JOB A> Reproduce the forum thread below word for word, in its entirety.

TEXT>
(begin)

Oh hai Raestloz, how can me hack DS to play free video Nintendo games?


----------



## Raestloz (Sep 25, 2008)

Renegade_R said:
			
		

> Oh hai Raestloz, how can me hack DS to play free video Nintendo games?








Edit: Look, I been expecting to see Raven Darkheart to post something, his name is italicized, and I been waiting for a few minutes, refreshed my page a few times, where's his post?


----------



## Raven Darkheart (Sep 25, 2008)

its amazing how many noobs think they are the sh1t when their 1st post is "oh look at me i just bought an r4 and now i need help patching XXXX rom and i demand help because i came to the r4 forum"

then they have the audacity to flame others that tell them they basically flushed their cash down the toilet, R4 is dead etc etc

its like you see 1 new thread a day that has the title "HELP!!! i bought an r4 and XXXX game doesnt work.

how hard is it to use that damned search function really?

but what gets my goat is that there are ppl here (that shall remain nameless) that blatantly advertise the cheap knockoffs saying its good shit then flaming us when we tell that person to GTFO.

THIS REALLY HAS TO STOP. MODS PLEASE DO SOMETHING

\rant over


----------



## Minox (Sep 25, 2008)

Ok I admit it, I hate n00bs, but not because they're new to these things. What I hate about them is that most of them ask something and when they stumble upon *any kind* of problem they ask new questions without even trying to research things first.

Lurkers on the other hand are much more nice since they actually try to figure out things by themselves by researching stuff and not by asking a lot of stupid questions that could easily be answered by doing a proper search.


----------



## ENDscape (Sep 25, 2008)

Im a lurker XD Before...


----------



## Foppzter (Sep 25, 2008)

Well, we have a Korean that talks about translations in the Game Help subforum when we have a translation subforum.

(end)

DATA FOR THIS EXERCISE>
(begin)

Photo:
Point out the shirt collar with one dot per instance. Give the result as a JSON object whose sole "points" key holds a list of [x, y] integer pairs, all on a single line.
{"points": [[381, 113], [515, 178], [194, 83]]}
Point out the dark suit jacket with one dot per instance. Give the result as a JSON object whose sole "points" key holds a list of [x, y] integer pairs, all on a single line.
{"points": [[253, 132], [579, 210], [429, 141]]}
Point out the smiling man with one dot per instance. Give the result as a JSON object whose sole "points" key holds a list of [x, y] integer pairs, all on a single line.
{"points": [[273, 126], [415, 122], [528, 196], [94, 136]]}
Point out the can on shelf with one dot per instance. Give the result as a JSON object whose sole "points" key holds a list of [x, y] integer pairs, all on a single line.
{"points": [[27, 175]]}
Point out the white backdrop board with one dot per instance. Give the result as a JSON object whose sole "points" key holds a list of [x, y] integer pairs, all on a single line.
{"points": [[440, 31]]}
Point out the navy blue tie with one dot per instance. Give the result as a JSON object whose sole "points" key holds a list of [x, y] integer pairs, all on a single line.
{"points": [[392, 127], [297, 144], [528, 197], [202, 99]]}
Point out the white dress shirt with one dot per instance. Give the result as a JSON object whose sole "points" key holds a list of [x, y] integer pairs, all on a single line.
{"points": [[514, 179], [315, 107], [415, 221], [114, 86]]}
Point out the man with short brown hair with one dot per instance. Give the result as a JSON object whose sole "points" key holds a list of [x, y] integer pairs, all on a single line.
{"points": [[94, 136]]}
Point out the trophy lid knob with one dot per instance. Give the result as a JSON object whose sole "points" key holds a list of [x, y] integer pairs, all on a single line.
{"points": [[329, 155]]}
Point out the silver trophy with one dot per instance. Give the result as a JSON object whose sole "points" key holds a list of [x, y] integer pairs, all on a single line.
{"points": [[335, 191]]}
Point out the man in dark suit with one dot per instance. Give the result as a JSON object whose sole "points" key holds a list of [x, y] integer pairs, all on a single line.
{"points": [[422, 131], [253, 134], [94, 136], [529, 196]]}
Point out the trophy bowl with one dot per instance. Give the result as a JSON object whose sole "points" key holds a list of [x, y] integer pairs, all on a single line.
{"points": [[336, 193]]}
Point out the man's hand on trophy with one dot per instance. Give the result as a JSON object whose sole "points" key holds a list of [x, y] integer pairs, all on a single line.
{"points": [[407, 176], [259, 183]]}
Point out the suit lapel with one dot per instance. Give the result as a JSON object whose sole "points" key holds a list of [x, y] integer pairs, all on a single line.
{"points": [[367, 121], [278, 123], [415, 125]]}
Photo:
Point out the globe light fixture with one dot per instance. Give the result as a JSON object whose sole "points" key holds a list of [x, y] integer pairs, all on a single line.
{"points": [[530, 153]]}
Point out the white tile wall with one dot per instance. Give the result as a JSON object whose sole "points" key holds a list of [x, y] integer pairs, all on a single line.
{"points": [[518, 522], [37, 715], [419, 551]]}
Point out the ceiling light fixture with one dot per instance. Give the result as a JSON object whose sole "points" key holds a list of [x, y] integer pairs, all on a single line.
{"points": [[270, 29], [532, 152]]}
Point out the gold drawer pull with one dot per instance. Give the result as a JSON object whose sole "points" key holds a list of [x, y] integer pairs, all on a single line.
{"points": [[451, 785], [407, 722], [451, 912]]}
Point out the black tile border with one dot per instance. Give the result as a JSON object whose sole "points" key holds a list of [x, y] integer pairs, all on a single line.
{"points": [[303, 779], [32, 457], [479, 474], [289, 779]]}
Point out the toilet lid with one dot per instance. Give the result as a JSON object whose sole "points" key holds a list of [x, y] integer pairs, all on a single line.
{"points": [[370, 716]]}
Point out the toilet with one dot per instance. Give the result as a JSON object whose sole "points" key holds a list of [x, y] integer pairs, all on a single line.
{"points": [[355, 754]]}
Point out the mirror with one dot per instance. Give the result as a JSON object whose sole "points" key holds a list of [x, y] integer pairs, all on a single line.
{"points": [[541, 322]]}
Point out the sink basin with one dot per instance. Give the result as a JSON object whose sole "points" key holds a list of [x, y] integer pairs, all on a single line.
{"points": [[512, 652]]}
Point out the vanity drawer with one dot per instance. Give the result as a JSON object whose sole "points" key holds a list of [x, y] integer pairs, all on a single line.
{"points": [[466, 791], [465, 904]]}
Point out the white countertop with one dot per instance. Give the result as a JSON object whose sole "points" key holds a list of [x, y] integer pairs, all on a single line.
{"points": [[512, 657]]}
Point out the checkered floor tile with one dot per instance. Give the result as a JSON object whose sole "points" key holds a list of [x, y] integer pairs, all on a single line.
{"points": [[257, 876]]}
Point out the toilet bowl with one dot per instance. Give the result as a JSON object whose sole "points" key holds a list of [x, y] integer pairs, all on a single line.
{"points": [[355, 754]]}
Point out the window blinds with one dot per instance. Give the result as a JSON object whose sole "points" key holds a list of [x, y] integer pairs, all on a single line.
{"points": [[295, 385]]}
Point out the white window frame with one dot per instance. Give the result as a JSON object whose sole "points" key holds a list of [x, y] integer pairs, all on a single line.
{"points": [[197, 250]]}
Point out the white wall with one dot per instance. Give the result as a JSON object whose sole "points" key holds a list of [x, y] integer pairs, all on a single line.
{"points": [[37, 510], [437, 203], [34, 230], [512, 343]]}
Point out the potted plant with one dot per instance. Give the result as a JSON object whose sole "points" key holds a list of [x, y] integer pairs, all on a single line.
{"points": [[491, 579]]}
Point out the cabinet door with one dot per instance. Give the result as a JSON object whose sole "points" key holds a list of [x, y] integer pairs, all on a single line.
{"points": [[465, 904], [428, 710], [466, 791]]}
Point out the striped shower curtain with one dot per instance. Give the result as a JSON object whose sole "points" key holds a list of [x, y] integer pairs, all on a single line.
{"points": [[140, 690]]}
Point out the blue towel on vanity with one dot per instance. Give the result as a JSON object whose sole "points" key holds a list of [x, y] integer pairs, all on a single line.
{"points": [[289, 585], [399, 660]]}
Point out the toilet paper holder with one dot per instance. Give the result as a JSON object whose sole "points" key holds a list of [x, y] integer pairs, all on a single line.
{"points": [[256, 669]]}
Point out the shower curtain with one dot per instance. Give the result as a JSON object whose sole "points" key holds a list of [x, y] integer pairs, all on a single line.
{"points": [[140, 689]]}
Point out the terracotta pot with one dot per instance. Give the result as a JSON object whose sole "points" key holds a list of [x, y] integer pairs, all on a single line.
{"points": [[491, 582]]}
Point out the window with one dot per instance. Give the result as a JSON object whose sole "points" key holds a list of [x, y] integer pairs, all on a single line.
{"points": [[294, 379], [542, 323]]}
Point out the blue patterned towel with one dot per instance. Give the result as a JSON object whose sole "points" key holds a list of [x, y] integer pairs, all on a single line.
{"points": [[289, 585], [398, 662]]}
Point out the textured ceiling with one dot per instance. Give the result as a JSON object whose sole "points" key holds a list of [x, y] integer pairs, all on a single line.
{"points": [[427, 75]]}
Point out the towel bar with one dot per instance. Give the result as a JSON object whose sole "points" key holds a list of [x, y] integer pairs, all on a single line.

(end)

JOB B> Locate and copy each line in the listing above that contains the word "window".

FULL OUTPUT A>
Oh hai Raestloz, how can me hack DS to play free video Nintendo games?


----------



## Raestloz (Sep 25, 2008)

Renegade_R said:
			
		

> Oh hai Raestloz, how can me hack DS to play free video Nintendo games?








Edit: Look, I been expecting to see Raven Darkheart to post something, his name is italicized, and I been waiting for a few minutes, refreshed my page a few times, where's his post?


----------



## Raven Darkheart (Sep 25, 2008)

its amazing how many noobs think they are the sh1t when their 1st post is "oh look at me i just bought an r4 and now i need help patching XXXX rom and i demand help because i came to the r4 forum"

then they have the audacity to flame others that tell them they basically flushed their cash down the toilet, R4 is dead etc etc

its like you see 1 new thread a day that has the title "HELP!!! i bought an r4 and XXXX game doesnt work.

how hard is it to use that damned search function really?

but what gets my goat is that there are ppl here (that shall remain nameless) that blatantly advertise the cheap knockoffs saying its good shit then flaming us when we tell that person to GTFO.

THIS REALLY HAS TO STOP. MODS PLEASE DO SOMETHING

\rant over


----------



## Minox (Sep 25, 2008)

Ok I admit it, I hate n00bs, but not because they're new to these things. What I hate about them is that most of them ask something and when they stumble upon *any kind* of problem they ask new questions without even trying to research things first.

Lurkers on the other hand are much more nice since they actually try to figure out things by themselves by researching stuff and not by asking a lot of stupid questions that could easily be answered by doing a proper search.


----------



## ENDscape (Sep 25, 2008)

Im a lurker XD Before...


----------



## Foppzter (Sep 25, 2008)

Well, we have a Korean that talks about translations in the Game Help subforum when we have a translation subforum.

FULL OUTPUT B>
Point out the window blinds with one dot per instance. Give the result as a JSON object whose sole "points" key holds a list of [x, y] integer pairs, all on a single line.
Point out the white window frame with one dot per instance. Give the result as a JSON object whose sole "points" key holds a list of [x, y] integer pairs, all on a single line.
Point out the window with one dot per instance. Give the result as a JSON object whose sole "points" key holds a list of [x, y] integer pairs, all on a single line.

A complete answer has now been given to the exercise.